Mettez à jour toutes les entrées en remplaçant « Target » par « Object », sans rien modifier d'autre.

> **Entrées fournies**:
....................

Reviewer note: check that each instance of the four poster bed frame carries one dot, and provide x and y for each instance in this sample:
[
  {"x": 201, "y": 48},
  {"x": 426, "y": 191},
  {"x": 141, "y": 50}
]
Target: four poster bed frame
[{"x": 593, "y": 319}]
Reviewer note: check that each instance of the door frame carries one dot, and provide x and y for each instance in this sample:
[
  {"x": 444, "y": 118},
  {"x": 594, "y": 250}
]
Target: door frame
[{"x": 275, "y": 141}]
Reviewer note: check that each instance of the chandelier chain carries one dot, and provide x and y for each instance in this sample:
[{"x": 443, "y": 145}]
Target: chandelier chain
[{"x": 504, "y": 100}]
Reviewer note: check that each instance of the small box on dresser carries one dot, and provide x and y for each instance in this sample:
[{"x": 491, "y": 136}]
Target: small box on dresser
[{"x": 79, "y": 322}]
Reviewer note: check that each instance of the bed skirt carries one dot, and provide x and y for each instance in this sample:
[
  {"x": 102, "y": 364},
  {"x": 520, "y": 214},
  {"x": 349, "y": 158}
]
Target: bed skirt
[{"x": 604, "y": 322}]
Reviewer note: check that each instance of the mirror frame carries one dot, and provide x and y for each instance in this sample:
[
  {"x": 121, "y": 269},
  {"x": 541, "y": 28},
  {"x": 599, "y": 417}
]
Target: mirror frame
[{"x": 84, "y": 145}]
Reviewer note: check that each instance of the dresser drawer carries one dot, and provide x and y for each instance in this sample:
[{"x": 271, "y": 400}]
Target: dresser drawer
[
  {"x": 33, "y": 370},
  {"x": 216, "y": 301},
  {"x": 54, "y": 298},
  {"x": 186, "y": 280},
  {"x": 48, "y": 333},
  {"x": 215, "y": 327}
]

....................

> **Réponse**:
Reviewer note: check that each instance of the four poster bed frame carries one dot, and provide x and y for each instance in this sample:
[
  {"x": 201, "y": 48},
  {"x": 426, "y": 191},
  {"x": 141, "y": 50}
]
Object: four poster bed frame
[{"x": 593, "y": 319}]
Reviewer note: check that each instance of the door frame carries one dot, and provide x and y for each instance in this sample:
[
  {"x": 444, "y": 118},
  {"x": 594, "y": 250}
]
Object: door frame
[{"x": 275, "y": 141}]
Reviewer note: check that each instance of the chandelier chain carries one dot, and provide x and y for each instance in this sample:
[{"x": 443, "y": 145}]
Object: chandelier chain
[{"x": 504, "y": 100}]
Reviewer note: check that each instance of the small box on dresser carries one dot, and provide x and y for each instance in this sample:
[{"x": 491, "y": 136}]
Object: small box on dresser
[{"x": 79, "y": 322}]
Reviewer note: check that each instance of the bed skirt carries one dot, and provide x and y for each instance in this sample:
[
  {"x": 102, "y": 364},
  {"x": 520, "y": 214},
  {"x": 349, "y": 158}
]
Object: bed skirt
[{"x": 604, "y": 322}]
Reviewer note: check that each instance of the mirror frame carries one dot, and provide x and y for each instance in this sample:
[
  {"x": 121, "y": 269},
  {"x": 541, "y": 28},
  {"x": 599, "y": 417}
]
Object: mirror frame
[{"x": 84, "y": 145}]
Reviewer note: check that each instance of the dresser drawer carries one dot, and provide x and y for each instance in this sample:
[{"x": 271, "y": 400}]
Object: dresser drawer
[
  {"x": 33, "y": 370},
  {"x": 216, "y": 301},
  {"x": 54, "y": 298},
  {"x": 186, "y": 280},
  {"x": 48, "y": 333},
  {"x": 215, "y": 327}
]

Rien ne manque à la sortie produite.